:: RECORDED DATA

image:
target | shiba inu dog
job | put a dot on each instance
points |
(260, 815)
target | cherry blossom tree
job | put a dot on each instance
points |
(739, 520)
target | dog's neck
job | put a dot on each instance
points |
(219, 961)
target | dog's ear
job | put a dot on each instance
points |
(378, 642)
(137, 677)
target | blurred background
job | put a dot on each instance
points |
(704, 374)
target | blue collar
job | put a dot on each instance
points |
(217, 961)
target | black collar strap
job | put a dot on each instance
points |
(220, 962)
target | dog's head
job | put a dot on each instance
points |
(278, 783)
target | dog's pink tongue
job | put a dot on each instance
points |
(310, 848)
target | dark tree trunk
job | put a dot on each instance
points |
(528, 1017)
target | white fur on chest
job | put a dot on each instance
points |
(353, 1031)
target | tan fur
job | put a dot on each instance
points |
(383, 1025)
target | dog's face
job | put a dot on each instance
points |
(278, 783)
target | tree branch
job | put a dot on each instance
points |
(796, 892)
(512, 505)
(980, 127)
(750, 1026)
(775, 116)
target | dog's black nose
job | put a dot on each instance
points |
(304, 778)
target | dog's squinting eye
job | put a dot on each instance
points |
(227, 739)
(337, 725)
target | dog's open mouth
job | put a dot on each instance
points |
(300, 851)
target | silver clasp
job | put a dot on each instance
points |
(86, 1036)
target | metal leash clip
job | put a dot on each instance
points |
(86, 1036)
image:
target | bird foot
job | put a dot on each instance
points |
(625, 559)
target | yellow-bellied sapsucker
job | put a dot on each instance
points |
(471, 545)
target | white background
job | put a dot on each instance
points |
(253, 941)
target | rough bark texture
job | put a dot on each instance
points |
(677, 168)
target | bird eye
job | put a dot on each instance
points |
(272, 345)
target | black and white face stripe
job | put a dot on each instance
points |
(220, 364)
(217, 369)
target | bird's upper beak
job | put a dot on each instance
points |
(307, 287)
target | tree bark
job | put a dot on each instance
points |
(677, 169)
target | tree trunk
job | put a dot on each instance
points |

::::

● **EXERCISE DIRECTIONS**
Would you transcribe every entry exactly, leaving nothing out?

● **EXERCISE ANSWER**
image:
target | shiba inu dog
job | put a dot on each instance
points |
(260, 815)
target | cherry blossom tree
job | put a dot on each instance
points |
(739, 520)
target | dog's neck
job | put a dot on each instance
points |
(219, 961)
target | dog's ear
job | put a dot on each instance
points |
(378, 642)
(137, 677)
target | blurred background
job | put a dot on each instance
points |
(704, 374)
target | blue collar
job | put a dot on each instance
points |
(217, 961)
target | black collar strap
job | put a dot on each instance
points |
(220, 962)
target | dog's head
job | put a dot on each instance
points |
(278, 783)
target | dog's pink tongue
job | put a dot on each instance
points |
(310, 848)
target | dark tree trunk
job | put a dot on each instance
points |
(528, 1017)
target | white fur on chest
job | put a dot on each instance
points |
(353, 1031)
target | tan fur
job | put a dot on each instance
points |
(383, 1025)
target | dog's face
job | put a dot on each instance
points |
(278, 783)
target | tree branch
job | put a dot on each instance
points |
(796, 892)
(512, 505)
(980, 127)
(750, 1026)
(775, 116)
target | dog's black nose
job | put a dot on each instance
points |
(304, 778)
target | dog's squinting eye
job | put a dot on each instance
points |
(227, 739)
(337, 725)
target | dog's open mouth
job | put a dot on each instance
points |
(300, 851)
target | silver clasp
job | put a dot on each instance
points |
(86, 1036)
target | metal leash clip
job | put a dot on each instance
points |
(86, 1036)
image:
target | bird foot
job | put a dot on each instance
points |
(625, 559)
target | yellow-bellied sapsucker
job | put a dot on each instance
points |
(471, 545)
target | white background
job | put a dot on each instance
points |
(253, 941)
target | rough bark texture
job | put a dot on each instance
points |
(677, 168)
target | bird eye
job | put a dot on each instance
points |
(272, 345)
target | black and white face stripe
job | put a dot on each instance
points |
(220, 364)
(217, 369)
target | bird's upper beak
job | put a dot on each instance
points |
(307, 287)
target | tree bark
job | put a dot on each instance
points |
(677, 169)
target | tree trunk
job | put a dot on each instance
points |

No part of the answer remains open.